■ Set task A
In the garage heater thread, what flash code does the gas valve give when the unit will not fire?

--- START OF Given passage ---

# Garage heater issues



## Jigglestick (Nov 13, 2021)

Hi, my garage heater is giving me issues. Model number WGH 45AH0134. When I turn on the thermostat, and call for heat, I get a click at the thermostat, then one at the heater. The next thing that SHOULD happen, is the exhaust fan should start. It doesn't. A few seconds later, my gas valve, (Part # SV9410M2902), gives me a 3 flash code. (Pressure switch open longer than 30 seconds). Unit will not fire. 20 seconds later, the blower fan starts. But since the heater didn't ignite, it simply blows cool air.

The 1st thing I did was to replace the Pressure Switch. No change. I then replaced the rubber hose from exhauster to pressure switch. No change. Then I unplugged the exhaust fan and applied a direct 110v to ensure that the fan was working. It works. I removed my chimney to check for blockage. All clear. So, I suspected the Smart Valve and replaced it. No change. On the fan timer circuit board, I removed the thermostat wires and jumped the terminals. No change. While the jumper wire was on, I took a reading from the new gas valve by the leads that go to the exhauster. I got 28v. (Shouldn't it be 110v?)
This heater has worked fine for 20 years in my garage. Which is a very clean, finished environment. Aside from replacing the fan timer board twice. (Last time was in 2011)
Any help would be greatly appreciated. With $360 into this heater just this week, I can't afford to continue simply throwing parts at it. I would just buy a new heater, but all that I have seen in my price range have all the hookups and exhaust on the left side. Mine is on the right. I don't want to go through changing all my mounting, etc.


----------



## beenthere (May 30, 2009)

Sorry, we're a tradesmen only site.

Please use our sister site DIYCHATROOM.COM, thank you.

Thread closed.


----------

--- END OF Given passage ---

■ Set task B
Reproduce every line of the entries below, from the line containing "For the benchmark run, find the blonde" down through the last of the entries, adding 116 to each coordinate number in the answers.

--- START OF Given records ---

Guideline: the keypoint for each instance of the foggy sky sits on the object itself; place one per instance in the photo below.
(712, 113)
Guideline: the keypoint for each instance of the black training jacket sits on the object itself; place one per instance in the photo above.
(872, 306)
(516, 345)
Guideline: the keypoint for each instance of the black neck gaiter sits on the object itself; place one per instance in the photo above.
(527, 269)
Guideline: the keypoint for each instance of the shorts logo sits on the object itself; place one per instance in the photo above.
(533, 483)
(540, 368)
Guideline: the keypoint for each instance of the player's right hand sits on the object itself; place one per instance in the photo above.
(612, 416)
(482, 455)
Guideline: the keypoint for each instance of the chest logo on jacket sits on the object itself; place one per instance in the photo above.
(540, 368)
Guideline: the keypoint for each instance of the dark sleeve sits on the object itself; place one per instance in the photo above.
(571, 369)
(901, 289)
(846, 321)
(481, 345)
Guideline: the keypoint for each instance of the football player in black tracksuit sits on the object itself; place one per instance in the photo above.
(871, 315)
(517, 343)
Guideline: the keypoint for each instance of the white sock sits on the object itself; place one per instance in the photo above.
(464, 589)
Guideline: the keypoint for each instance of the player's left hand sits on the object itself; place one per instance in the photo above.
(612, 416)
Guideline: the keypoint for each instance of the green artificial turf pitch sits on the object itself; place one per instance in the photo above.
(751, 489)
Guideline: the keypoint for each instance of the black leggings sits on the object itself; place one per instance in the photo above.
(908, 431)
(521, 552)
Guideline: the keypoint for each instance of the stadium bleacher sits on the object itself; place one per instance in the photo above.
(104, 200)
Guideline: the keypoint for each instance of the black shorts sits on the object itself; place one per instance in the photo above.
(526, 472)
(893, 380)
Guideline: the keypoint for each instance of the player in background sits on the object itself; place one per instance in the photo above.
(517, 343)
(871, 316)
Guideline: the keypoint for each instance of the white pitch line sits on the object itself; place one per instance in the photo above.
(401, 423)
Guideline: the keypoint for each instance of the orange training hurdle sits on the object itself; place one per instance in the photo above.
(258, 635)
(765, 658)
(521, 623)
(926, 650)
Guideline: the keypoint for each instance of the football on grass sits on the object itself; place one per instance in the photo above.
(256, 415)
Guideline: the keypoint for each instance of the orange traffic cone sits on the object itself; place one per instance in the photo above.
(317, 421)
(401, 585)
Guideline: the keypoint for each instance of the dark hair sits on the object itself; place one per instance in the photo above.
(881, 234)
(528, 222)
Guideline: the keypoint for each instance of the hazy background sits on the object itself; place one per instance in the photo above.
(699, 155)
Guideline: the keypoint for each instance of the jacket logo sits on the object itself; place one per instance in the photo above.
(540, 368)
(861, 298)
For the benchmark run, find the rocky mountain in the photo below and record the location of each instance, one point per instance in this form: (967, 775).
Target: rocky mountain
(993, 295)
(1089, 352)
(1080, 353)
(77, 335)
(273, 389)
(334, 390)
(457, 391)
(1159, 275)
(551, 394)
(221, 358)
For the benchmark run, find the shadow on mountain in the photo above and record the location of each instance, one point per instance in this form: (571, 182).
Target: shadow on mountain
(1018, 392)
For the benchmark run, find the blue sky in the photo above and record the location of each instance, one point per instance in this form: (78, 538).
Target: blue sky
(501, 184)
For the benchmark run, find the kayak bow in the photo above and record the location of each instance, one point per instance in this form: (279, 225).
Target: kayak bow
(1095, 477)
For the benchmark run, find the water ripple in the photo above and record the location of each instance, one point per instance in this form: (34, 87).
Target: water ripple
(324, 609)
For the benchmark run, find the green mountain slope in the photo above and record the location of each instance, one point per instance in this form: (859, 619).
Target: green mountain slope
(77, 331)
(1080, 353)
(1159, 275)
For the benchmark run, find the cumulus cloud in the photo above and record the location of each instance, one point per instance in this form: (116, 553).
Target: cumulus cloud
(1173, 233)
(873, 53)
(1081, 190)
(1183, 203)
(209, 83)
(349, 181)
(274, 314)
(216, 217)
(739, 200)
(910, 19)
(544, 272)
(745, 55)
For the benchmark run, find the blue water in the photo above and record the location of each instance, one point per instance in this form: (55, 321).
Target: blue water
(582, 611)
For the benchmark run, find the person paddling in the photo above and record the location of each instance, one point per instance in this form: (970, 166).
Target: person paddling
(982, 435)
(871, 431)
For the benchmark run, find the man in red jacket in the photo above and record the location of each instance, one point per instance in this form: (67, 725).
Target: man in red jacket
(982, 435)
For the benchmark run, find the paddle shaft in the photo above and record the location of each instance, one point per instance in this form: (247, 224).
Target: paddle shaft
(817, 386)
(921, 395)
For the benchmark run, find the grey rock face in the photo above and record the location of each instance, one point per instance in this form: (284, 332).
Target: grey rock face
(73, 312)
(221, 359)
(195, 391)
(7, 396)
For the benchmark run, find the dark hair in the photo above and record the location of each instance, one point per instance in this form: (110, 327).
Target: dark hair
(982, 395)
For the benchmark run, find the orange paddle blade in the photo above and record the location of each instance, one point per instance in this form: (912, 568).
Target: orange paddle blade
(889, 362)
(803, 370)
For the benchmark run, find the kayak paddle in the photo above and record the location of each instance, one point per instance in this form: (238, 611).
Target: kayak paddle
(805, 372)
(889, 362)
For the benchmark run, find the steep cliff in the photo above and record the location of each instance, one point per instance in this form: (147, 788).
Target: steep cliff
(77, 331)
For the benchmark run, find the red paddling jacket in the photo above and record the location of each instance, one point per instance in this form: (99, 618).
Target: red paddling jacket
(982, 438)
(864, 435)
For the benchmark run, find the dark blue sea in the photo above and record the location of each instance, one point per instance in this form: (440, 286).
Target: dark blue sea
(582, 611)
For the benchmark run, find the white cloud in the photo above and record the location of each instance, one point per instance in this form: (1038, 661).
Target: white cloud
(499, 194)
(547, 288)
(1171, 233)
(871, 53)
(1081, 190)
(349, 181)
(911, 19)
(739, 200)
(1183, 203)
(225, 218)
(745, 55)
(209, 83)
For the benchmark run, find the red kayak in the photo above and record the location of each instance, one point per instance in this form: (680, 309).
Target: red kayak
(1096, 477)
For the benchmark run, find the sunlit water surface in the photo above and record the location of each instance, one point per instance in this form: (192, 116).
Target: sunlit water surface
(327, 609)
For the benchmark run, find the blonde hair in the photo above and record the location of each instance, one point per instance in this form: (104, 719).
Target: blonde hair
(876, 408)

--- END OF Given records ---

■ Reply A
A 3 flash code, meaning the pressure switch has been open longer than 30 seconds.

■ Reply B
For the benchmark run, find the blonde hair in the photo above and record the location of each instance, one point per instance in this form: (104, 719).
Target: blonde hair
(992, 524)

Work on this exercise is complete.